My boys are currently sitting around the table “worldbuilding.” They are drawing fantastic maps and alien races and developing their end-of-the-world scenarios where the inevitable “Chosen One” will need to arise to save the world from utter destruction.
Meanwhile I’m sitting here looking across my windows at the sixteen pictures my kids and I hung up earlier this week showcasing the life of the Lord: His birth, His baptism, His miracles and teachings, His crucifixion, His resurrection, and His glorification.
The real end-of-the-world-averted-by-the-Chosen-One scenario.
But we haven’t always portrayed it that way.
In previous years, especially when my children were young, I had a tendency to shorten the story. We celebrated the Lord’s birth (Yay Christmas!) and then jumped up to His Resurrection (Yay Easter Morning!). We zeroed in on the cheerful parts and glossed over all the pain and hardship. While it may have felt more child-friendly, without context, the Easter story seemed diminished by the abridgment.

#### [WHAT THE EXERCISE ASKS]
Decide whether each statement agrees with the text, and answer yes or no, quoting the words of the text that settle it. 1. The boys are drawing maps and alien races. 2. Twelve pictures of the life of the Lord were hung on the windows. 3. In previous years the story was told in full, including its pain and hardship.

#### [PROVIDED DATA]
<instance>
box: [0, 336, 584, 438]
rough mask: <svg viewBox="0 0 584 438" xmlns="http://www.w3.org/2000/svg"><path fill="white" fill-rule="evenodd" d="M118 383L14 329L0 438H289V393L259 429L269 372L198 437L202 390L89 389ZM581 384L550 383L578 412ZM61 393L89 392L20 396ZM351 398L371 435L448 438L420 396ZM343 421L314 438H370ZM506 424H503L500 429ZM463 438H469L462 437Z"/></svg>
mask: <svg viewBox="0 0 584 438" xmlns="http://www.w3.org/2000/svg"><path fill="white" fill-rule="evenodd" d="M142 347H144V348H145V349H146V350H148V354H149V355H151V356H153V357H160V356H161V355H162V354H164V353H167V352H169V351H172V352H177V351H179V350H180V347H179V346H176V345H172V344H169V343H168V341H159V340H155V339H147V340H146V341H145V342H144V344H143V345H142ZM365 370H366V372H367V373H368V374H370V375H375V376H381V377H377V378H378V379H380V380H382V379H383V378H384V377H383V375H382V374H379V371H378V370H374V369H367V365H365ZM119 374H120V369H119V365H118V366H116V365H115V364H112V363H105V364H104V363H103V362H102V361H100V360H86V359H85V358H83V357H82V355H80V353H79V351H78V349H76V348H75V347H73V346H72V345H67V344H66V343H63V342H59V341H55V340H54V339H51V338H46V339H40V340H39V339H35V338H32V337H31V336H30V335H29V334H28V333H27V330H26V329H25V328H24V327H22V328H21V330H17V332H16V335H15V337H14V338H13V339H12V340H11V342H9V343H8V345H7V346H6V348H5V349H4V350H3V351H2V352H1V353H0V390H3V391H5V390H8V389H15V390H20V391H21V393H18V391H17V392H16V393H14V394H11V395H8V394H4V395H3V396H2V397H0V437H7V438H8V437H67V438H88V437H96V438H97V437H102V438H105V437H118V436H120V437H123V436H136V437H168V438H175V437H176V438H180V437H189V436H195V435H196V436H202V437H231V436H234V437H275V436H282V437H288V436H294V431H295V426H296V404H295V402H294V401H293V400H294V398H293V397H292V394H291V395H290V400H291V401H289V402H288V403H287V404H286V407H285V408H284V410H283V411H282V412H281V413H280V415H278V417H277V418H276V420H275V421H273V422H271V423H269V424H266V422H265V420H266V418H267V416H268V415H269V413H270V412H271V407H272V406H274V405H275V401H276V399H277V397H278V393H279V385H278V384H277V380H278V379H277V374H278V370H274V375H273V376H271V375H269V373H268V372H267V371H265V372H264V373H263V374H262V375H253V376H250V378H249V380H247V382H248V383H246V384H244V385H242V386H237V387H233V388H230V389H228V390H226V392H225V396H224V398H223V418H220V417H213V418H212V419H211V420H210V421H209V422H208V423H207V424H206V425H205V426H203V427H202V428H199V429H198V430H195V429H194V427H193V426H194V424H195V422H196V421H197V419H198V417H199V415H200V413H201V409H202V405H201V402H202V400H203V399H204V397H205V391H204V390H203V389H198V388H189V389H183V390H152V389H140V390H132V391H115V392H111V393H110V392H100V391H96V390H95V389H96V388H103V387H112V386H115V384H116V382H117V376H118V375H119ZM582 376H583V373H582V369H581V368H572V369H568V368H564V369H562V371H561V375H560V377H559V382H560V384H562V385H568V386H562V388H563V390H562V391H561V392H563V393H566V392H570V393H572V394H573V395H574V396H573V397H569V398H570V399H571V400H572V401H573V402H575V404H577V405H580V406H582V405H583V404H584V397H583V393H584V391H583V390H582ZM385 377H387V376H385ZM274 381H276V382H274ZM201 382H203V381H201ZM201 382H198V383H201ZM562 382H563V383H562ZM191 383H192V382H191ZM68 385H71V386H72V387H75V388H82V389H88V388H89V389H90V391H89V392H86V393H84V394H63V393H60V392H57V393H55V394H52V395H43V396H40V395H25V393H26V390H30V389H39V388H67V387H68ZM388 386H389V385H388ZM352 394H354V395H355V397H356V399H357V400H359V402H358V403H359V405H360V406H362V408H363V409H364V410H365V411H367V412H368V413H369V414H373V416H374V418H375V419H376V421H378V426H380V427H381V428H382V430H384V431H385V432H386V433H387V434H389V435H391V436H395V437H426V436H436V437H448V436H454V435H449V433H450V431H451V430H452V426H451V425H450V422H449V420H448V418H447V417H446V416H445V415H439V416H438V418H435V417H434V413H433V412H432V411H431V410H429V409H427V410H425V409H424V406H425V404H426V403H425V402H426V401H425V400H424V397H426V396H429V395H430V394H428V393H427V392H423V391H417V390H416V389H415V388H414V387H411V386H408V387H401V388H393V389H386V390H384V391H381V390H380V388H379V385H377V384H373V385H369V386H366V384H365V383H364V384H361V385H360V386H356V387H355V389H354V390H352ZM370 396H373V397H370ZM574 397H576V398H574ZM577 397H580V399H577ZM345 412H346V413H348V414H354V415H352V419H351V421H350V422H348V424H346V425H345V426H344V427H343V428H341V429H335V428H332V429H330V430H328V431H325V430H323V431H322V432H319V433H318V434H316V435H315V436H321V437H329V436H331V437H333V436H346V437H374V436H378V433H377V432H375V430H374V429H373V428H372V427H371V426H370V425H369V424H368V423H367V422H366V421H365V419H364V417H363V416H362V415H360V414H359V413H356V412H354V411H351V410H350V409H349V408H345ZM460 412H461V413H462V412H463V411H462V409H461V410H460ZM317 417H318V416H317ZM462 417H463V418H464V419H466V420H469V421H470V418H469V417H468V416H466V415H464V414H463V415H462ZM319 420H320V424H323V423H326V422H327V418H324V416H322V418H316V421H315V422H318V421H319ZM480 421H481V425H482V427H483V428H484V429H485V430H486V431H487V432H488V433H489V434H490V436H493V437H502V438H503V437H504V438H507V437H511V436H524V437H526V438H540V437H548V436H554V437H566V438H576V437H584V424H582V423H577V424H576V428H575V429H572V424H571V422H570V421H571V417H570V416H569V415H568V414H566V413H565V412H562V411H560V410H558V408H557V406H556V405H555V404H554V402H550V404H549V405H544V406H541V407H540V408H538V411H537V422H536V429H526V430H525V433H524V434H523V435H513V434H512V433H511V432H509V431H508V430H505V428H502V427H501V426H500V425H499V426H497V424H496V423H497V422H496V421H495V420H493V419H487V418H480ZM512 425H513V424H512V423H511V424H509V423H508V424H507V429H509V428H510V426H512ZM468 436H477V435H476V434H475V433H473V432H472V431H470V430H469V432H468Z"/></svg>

#### [TASK RESPONSE]
1. Yes: "They are drawing fantastic maps and alien races"
2. No: "the sixteen pictures my kids and I hung up earlier this week"
3. No: "We zeroed in on the cheerful parts and glossed over all the pain and hardship."